··· Data

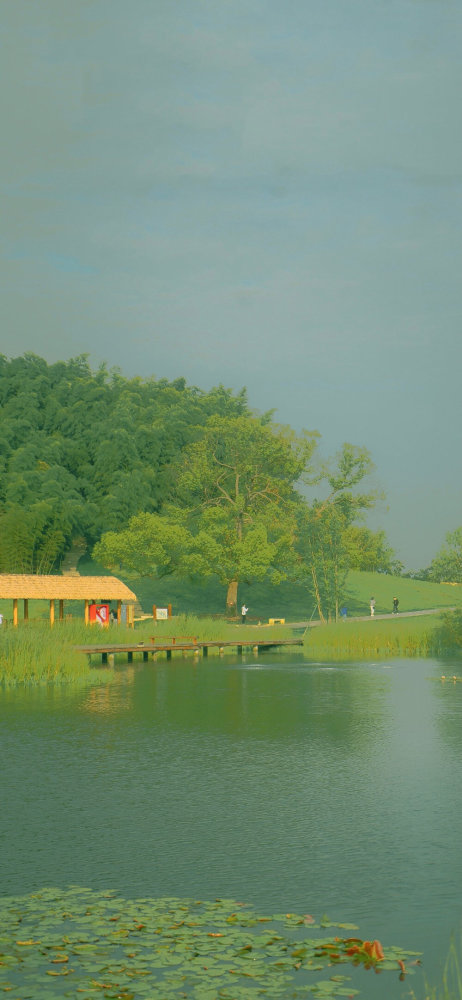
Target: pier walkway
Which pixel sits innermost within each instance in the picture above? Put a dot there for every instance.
(192, 645)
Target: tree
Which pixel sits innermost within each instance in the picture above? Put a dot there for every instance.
(369, 551)
(233, 498)
(447, 564)
(323, 544)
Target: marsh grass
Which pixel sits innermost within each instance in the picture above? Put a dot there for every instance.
(371, 639)
(34, 653)
(450, 987)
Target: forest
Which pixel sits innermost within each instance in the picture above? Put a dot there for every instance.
(159, 477)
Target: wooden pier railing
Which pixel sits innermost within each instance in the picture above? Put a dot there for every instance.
(184, 645)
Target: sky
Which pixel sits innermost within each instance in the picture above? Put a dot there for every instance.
(251, 193)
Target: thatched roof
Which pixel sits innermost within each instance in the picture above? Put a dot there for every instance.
(64, 588)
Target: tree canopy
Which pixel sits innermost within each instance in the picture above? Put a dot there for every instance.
(159, 477)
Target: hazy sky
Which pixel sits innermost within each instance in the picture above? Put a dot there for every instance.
(254, 193)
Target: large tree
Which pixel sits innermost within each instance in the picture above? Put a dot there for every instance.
(235, 502)
(446, 567)
(324, 527)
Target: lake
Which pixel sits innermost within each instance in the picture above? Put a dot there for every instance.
(328, 789)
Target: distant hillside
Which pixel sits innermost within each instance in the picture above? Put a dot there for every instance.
(286, 601)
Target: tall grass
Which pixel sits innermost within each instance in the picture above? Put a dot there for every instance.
(34, 653)
(450, 987)
(371, 639)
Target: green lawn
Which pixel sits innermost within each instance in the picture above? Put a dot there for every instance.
(413, 595)
(264, 601)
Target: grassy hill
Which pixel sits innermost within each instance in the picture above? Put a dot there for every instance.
(286, 601)
(413, 595)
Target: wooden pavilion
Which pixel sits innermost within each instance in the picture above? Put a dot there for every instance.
(89, 589)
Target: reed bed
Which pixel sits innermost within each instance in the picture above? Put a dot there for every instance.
(34, 653)
(450, 987)
(374, 639)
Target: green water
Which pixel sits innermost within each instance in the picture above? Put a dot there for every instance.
(315, 788)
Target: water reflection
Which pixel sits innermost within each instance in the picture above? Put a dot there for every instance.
(114, 697)
(296, 787)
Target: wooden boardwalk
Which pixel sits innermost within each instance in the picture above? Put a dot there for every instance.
(195, 646)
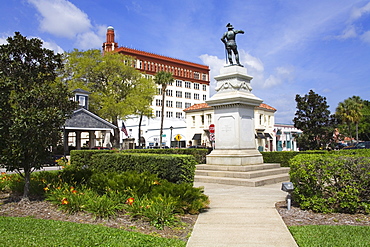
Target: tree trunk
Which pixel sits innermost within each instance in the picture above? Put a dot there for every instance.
(27, 183)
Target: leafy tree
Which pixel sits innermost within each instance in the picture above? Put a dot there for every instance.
(33, 105)
(117, 88)
(313, 118)
(349, 112)
(163, 78)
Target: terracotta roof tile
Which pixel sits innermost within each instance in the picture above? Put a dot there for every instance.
(206, 106)
(198, 107)
(262, 105)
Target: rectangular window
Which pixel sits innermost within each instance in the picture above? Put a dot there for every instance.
(169, 92)
(178, 94)
(178, 83)
(187, 95)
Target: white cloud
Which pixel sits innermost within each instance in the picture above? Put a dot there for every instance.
(359, 12)
(366, 37)
(52, 46)
(349, 32)
(249, 61)
(61, 18)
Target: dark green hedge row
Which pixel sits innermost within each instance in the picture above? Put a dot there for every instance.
(174, 168)
(199, 154)
(331, 183)
(283, 157)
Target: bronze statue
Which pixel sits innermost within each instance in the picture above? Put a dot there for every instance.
(230, 45)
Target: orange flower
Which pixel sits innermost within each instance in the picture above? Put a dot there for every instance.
(64, 201)
(130, 201)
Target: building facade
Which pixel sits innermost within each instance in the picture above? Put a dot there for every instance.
(191, 86)
(200, 116)
(286, 137)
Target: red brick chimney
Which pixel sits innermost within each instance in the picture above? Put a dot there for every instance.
(110, 45)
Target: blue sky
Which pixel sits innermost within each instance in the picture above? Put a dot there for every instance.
(289, 46)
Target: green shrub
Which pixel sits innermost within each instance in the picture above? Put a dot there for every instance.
(331, 183)
(283, 157)
(198, 153)
(174, 168)
(159, 210)
(82, 158)
(144, 195)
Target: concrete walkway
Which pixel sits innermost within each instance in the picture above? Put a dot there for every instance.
(241, 216)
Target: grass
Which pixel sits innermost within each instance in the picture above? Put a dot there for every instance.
(27, 231)
(329, 235)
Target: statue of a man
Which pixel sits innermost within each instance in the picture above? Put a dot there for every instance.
(229, 40)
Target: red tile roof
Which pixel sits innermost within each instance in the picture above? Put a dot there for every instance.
(262, 105)
(198, 107)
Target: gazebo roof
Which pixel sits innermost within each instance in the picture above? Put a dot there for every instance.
(84, 120)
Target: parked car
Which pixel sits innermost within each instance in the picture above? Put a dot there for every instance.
(360, 145)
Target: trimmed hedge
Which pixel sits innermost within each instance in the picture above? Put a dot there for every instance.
(199, 154)
(174, 168)
(331, 183)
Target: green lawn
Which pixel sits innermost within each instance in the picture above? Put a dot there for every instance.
(36, 232)
(329, 235)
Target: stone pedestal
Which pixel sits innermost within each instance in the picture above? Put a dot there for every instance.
(234, 119)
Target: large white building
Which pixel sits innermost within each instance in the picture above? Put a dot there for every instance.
(191, 86)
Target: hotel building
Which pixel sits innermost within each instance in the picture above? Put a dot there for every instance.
(191, 86)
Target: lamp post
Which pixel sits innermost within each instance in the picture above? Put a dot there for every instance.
(171, 128)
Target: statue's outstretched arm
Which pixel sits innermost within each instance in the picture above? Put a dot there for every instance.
(223, 39)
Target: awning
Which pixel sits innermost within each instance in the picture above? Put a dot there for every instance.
(267, 135)
(261, 135)
(197, 137)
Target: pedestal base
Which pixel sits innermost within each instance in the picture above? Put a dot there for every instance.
(232, 157)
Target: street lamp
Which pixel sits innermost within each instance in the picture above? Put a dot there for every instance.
(171, 128)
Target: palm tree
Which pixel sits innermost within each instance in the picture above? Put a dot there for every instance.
(349, 112)
(162, 78)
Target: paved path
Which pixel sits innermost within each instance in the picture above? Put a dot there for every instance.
(241, 216)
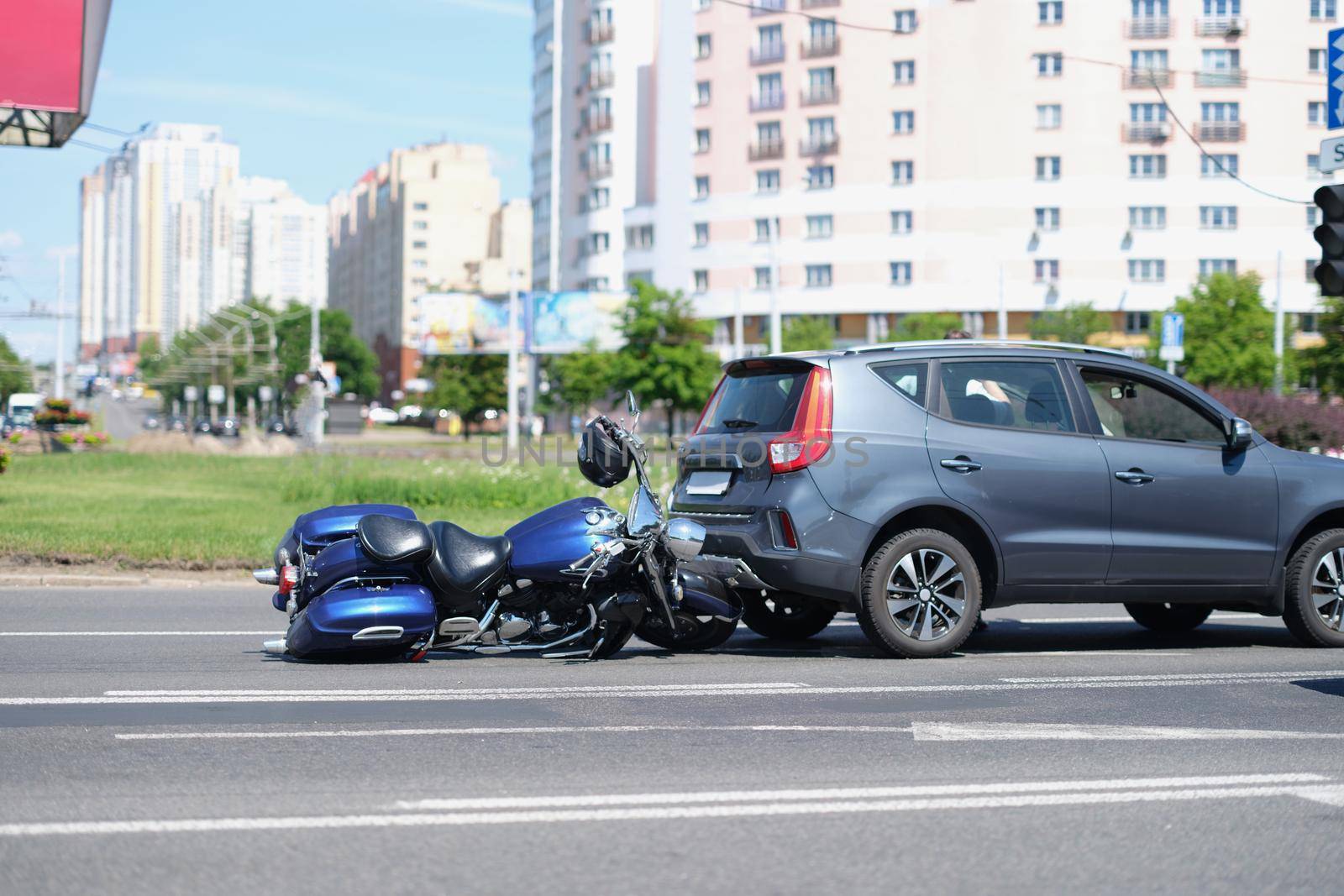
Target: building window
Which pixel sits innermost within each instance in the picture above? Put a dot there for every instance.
(1218, 165)
(1218, 217)
(822, 176)
(1050, 116)
(1148, 217)
(1148, 167)
(1210, 266)
(1147, 270)
(1137, 322)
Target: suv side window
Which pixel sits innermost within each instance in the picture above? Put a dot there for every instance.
(1026, 396)
(1131, 409)
(907, 379)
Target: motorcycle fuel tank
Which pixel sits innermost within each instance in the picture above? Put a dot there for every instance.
(548, 543)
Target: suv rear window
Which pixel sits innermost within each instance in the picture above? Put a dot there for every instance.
(757, 401)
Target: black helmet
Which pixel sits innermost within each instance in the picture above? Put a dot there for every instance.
(602, 459)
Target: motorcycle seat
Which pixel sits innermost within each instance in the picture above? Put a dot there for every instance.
(464, 563)
(389, 539)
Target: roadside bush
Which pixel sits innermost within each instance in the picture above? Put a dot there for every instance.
(1294, 422)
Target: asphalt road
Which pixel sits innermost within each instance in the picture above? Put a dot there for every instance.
(148, 746)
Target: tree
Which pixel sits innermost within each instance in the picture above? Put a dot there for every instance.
(808, 333)
(582, 379)
(1070, 324)
(1229, 335)
(925, 327)
(15, 375)
(356, 364)
(664, 358)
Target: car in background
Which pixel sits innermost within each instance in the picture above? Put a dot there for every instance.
(920, 483)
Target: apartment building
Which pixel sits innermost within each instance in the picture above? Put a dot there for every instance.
(429, 217)
(155, 237)
(867, 160)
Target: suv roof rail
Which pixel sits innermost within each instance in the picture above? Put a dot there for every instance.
(991, 343)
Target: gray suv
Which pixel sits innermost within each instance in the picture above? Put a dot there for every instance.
(916, 484)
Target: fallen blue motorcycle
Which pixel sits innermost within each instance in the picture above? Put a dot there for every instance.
(370, 580)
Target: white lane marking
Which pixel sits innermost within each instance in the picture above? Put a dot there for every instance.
(853, 793)
(652, 813)
(138, 634)
(679, 691)
(514, 730)
(1048, 731)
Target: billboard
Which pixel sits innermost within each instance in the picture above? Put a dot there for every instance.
(562, 322)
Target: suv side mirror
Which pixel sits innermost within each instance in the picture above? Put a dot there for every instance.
(1240, 432)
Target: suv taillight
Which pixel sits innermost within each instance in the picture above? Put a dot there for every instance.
(810, 439)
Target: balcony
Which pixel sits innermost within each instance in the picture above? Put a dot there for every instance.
(1221, 132)
(1148, 27)
(820, 96)
(820, 46)
(1221, 27)
(765, 149)
(819, 145)
(1140, 78)
(766, 54)
(768, 101)
(601, 33)
(1222, 78)
(1147, 132)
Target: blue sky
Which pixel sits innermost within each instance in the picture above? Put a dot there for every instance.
(311, 92)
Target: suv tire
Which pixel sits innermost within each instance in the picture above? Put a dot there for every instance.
(1168, 617)
(1303, 589)
(786, 617)
(920, 595)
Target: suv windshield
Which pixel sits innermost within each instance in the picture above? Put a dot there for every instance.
(756, 401)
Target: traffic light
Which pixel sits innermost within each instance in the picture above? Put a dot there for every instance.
(1330, 234)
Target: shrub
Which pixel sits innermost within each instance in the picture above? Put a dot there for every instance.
(1294, 422)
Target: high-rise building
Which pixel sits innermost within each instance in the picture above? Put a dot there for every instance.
(155, 239)
(429, 217)
(867, 160)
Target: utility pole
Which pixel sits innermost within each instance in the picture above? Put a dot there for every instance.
(1278, 324)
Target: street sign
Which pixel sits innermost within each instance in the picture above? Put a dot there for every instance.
(1332, 155)
(1335, 71)
(1173, 338)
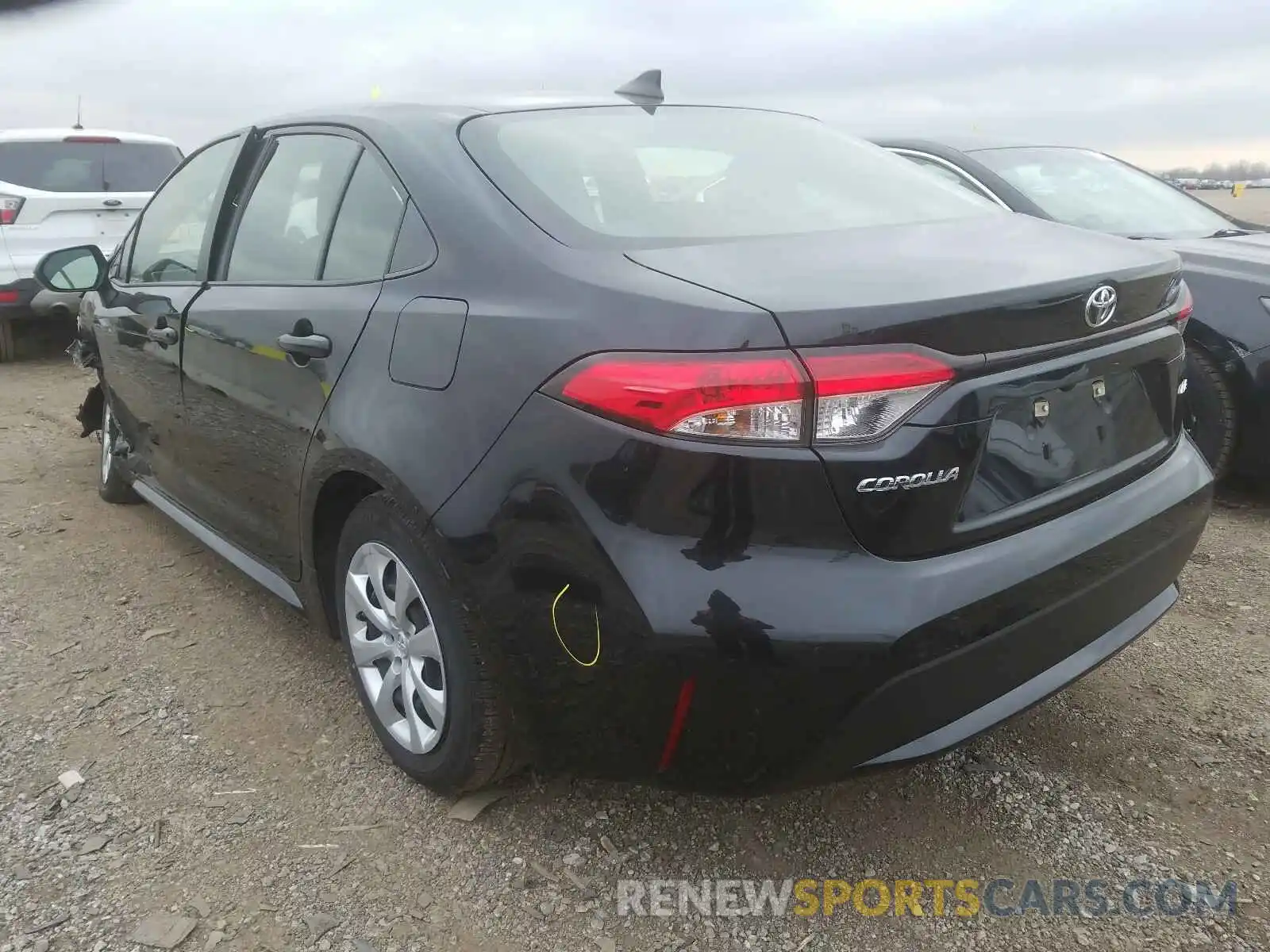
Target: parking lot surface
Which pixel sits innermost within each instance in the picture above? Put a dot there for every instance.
(233, 787)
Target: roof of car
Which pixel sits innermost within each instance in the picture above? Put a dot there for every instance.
(59, 135)
(962, 143)
(457, 111)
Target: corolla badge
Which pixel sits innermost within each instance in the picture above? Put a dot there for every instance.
(1100, 305)
(886, 484)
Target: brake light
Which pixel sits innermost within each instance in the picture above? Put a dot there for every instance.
(10, 209)
(1185, 308)
(865, 395)
(766, 397)
(734, 397)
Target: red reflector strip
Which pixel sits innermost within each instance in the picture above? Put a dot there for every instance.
(677, 721)
(1187, 305)
(836, 374)
(662, 391)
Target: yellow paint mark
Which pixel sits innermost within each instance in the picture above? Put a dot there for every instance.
(271, 352)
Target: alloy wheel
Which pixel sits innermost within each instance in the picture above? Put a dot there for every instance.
(395, 647)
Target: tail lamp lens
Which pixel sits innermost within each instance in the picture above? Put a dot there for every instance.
(733, 397)
(864, 395)
(10, 209)
(1185, 308)
(757, 397)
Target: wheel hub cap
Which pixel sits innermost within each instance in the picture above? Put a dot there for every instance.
(395, 647)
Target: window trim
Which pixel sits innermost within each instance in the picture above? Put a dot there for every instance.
(205, 251)
(271, 137)
(956, 169)
(436, 249)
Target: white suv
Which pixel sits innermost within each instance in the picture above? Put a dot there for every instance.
(69, 187)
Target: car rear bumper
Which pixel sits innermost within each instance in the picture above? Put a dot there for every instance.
(1251, 376)
(734, 664)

······

Only the lines that contain the word "statue" should be copied from the material.

▶ Solution to this problem
Target: bronze statue
Target: statue of a man
Target: statue's outstretched arm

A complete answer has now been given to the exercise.